▶ Task statement
An exact copy of the records is required, minus the pictures they hold.

▶ Supplied entries
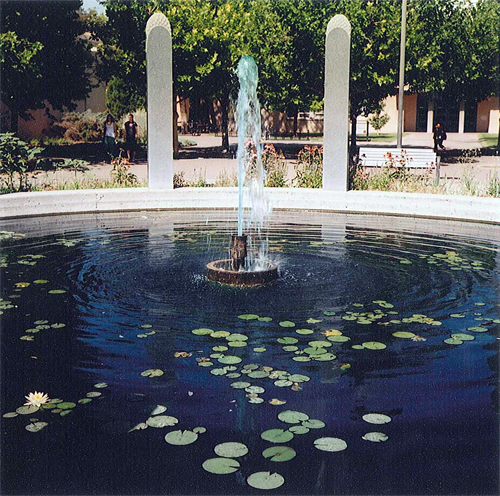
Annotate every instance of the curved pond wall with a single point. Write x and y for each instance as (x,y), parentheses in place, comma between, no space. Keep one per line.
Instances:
(142,199)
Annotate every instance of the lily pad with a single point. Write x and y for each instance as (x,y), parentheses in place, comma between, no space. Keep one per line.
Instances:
(152,373)
(37,426)
(231,450)
(240,385)
(375,437)
(279,453)
(202,331)
(463,336)
(181,438)
(27,409)
(330,444)
(248,316)
(374,345)
(299,429)
(299,378)
(292,417)
(221,465)
(230,359)
(158,410)
(277,436)
(376,418)
(304,332)
(160,421)
(265,480)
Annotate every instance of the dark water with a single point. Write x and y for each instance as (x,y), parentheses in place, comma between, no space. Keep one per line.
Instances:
(121,272)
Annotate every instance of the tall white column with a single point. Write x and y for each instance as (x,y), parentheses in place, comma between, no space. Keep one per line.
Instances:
(336,113)
(160,104)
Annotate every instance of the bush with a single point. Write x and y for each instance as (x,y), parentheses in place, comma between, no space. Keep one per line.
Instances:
(309,168)
(17,158)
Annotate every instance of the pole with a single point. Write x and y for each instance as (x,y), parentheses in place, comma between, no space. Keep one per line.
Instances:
(401,75)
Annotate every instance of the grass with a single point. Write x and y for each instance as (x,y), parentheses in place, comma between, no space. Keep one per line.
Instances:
(488,140)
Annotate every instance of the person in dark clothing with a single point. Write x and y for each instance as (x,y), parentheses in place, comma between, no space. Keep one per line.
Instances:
(131,137)
(439,136)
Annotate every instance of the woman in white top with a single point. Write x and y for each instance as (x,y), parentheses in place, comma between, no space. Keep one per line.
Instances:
(110,134)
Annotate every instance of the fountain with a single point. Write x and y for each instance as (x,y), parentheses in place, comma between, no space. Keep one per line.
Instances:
(247,265)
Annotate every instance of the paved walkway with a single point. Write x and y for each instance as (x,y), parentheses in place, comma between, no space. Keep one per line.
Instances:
(210,169)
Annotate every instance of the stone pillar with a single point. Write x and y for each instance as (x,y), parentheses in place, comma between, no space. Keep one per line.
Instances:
(336,113)
(430,117)
(160,104)
(461,118)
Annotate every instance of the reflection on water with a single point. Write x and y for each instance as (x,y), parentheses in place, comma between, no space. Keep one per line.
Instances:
(135,289)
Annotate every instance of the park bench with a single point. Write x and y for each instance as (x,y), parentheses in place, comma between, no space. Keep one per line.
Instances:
(412,158)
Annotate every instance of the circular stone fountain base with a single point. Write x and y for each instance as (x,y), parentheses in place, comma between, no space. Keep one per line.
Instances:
(221,271)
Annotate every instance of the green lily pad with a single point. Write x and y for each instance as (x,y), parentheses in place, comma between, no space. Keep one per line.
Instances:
(221,465)
(326,357)
(304,332)
(279,453)
(231,450)
(376,418)
(283,383)
(220,334)
(240,385)
(160,421)
(463,337)
(403,334)
(313,424)
(477,329)
(202,331)
(237,337)
(375,437)
(37,426)
(152,373)
(220,348)
(374,345)
(27,409)
(292,417)
(299,429)
(299,378)
(230,360)
(181,438)
(265,480)
(93,394)
(338,339)
(330,444)
(277,436)
(248,316)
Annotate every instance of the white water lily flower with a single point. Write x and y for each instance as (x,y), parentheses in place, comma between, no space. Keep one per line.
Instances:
(36,398)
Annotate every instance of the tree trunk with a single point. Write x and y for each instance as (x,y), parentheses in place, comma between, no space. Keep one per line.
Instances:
(224,103)
(174,130)
(353,132)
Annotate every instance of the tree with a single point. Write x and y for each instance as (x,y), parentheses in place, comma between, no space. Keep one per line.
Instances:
(43,59)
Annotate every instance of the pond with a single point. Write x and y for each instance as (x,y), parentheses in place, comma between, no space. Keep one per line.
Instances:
(369,367)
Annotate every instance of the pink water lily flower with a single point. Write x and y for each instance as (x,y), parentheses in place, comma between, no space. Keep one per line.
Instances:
(36,398)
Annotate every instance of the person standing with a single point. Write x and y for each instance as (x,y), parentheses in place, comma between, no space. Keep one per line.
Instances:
(131,137)
(110,133)
(439,136)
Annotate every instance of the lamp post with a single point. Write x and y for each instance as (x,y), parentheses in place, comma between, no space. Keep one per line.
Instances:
(401,75)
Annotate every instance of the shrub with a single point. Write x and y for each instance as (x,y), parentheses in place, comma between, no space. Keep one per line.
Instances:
(309,168)
(17,158)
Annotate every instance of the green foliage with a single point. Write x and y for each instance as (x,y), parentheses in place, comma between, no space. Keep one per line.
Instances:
(43,58)
(16,159)
(309,168)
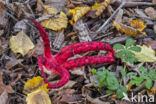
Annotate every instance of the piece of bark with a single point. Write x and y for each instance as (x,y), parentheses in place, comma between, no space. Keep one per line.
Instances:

▶ Written response
Annotate every instance of the curved pond wall with a single point. Write x and y for each instance as (x,y), parentheses in place, comma between, no space. Keep one per line.
Instances:
(142,199)
Annotate every instance of the lily pad with a single point. Write x and y for each instance as (x,y), parentheses in place, comma between, no space. Keep one per line.
Instances:
(152,373)
(37,426)
(231,450)
(240,385)
(375,437)
(279,453)
(202,331)
(463,336)
(181,438)
(27,409)
(330,444)
(248,316)
(374,345)
(299,429)
(299,378)
(292,417)
(221,465)
(230,359)
(158,410)
(277,436)
(376,418)
(304,332)
(160,421)
(265,480)
Annotate every instance of the dark water with a single point. Write x and y for each instance as (x,y), parentheses in place, comma between, no space. Keep one per line.
Instances:
(121,272)
Annotate every instance of the tall white column with a single point. Write x and y for each instance as (x,y), parentheses in place, comma between, no space. Keep one per line.
Instances:
(336,113)
(160,104)
Annotate every instance of the bush with a single point. Write x and y for each instance as (x,y), parentheses in place, comma between, no space. Keep one per line.
Instances:
(309,168)
(17,158)
Annotate every instance of the pole with a single point. Write x and y for each instance as (x,y), parentheses in place, comma between, no space. Keep one per line.
Instances:
(401,75)
Annotate every instance of the grass with a single point. Write x and y for each instance as (x,y), parentheses in place, comma between, no space. Keep one per line.
Instances:
(488,140)
Annotate every instance of the person in dark clothing with a single point. Write x and y for each instance as (x,y), parentheses in place, comma between, no space. Keep one per line.
Instances:
(131,137)
(439,136)
Annotate every instance of the woman in white top with a single point. Write x and y for each instance as (x,y), parentheses in place, comma between, no space. Keep one per line.
Instances:
(110,134)
Annotate every instance of the fountain with a single point. Write x and y for each instance as (x,y), parentheses in place, comma between, no space. Keep one per line.
Instances:
(247,265)
Annotate every instance of the paved walkway with a single point. Write x and y for each instance as (x,y), parentheses in place, comma between, no space. Keep one per line.
Instances:
(210,169)
Annotate every instance of the stone pillar with a single point. Write x and y for each instance as (x,y), parentheses in place, comma between, no space. Keep one per line.
Instances:
(336,113)
(430,117)
(160,104)
(461,118)
Annotate every instance of the reflection on water with a single point. Write x and y for each instance as (x,y), parentheses in place, comma between, no space. Keep one per line.
Instances:
(135,289)
Annotate every instance of the park bench with a single point. Write x and y for each instance as (x,y), parentheses in place, comma between, no space. Keep one per line.
Instances:
(412,158)
Annotate every instance of the circular stone fountain base with a single point. Write x and y for each instance as (x,y), parentheses in place, comma between, no space. Keep one per line.
Instances:
(221,271)
Annotate every instance of the green lily pad with a single point. Write x and y for each instance as (x,y), parentheses in place, comma between, no space. Keep one per line.
Instances:
(221,465)
(326,357)
(304,332)
(279,453)
(231,450)
(376,418)
(283,383)
(220,334)
(240,385)
(160,421)
(463,337)
(403,334)
(313,424)
(477,329)
(202,331)
(237,337)
(375,437)
(37,426)
(152,373)
(220,348)
(374,345)
(27,409)
(292,417)
(299,429)
(299,378)
(230,360)
(181,438)
(265,480)
(93,394)
(338,339)
(330,444)
(277,436)
(248,316)
Annotate every instance of the white water lily flower with a single point. Write x and y for each instance as (x,y), parentheses in place, comma between, no space. Keep one per line.
Instances:
(36,398)
Annotate every instance of the tree trunk with a single point. Write x and y for each instance as (x,y), parentheses in place, comma between, no space. Keep one per line.
Instances:
(224,103)
(174,130)
(353,132)
Annotate every instance of the tree with a single point. Write x and y for each instance as (x,y), parentheses in place, comma between, no space. Keep one per line.
Instances:
(43,59)
Annotate every instance of the pond with a single point. Write x and y for each instance as (x,y), parentheses in place, comma between, no space. Keep one per line.
Instances:
(369,367)
Annotate every instance of the pink water lily flower with a single point. Write x and y for each instance as (x,y), parentheses in place, comma between, no space. Keep one per line.
Instances:
(36,398)
Annotate every instance of the person standing with a single point. Write x and y for each instance as (x,y), parentheses in place, comma between, no space. Keep one per line.
Instances:
(131,137)
(110,133)
(439,136)
Annotate every instance of the lamp post with a single point. Write x and y for each instance as (x,y), parentheses in place, comma between, no space. Keep one per line.
Instances:
(401,75)
Annotate every instance of the shrub with a single point. Write x and y for each instance as (x,y), parentheses in place, comma between, no space. Keep one per line.
Instances:
(309,168)
(17,158)
Annotate every instance of the green foliage with a single point. Write x and y for each instance as (x,y), parentheses in place, comma between, no space. Keep one per line.
Instances:
(43,58)
(16,159)
(309,168)
Annotate every instance of the piece of bark with a single point. Write x and y for each instance as (x,y), parentheses in place, comma between, no space. Keep one per line.
Instances:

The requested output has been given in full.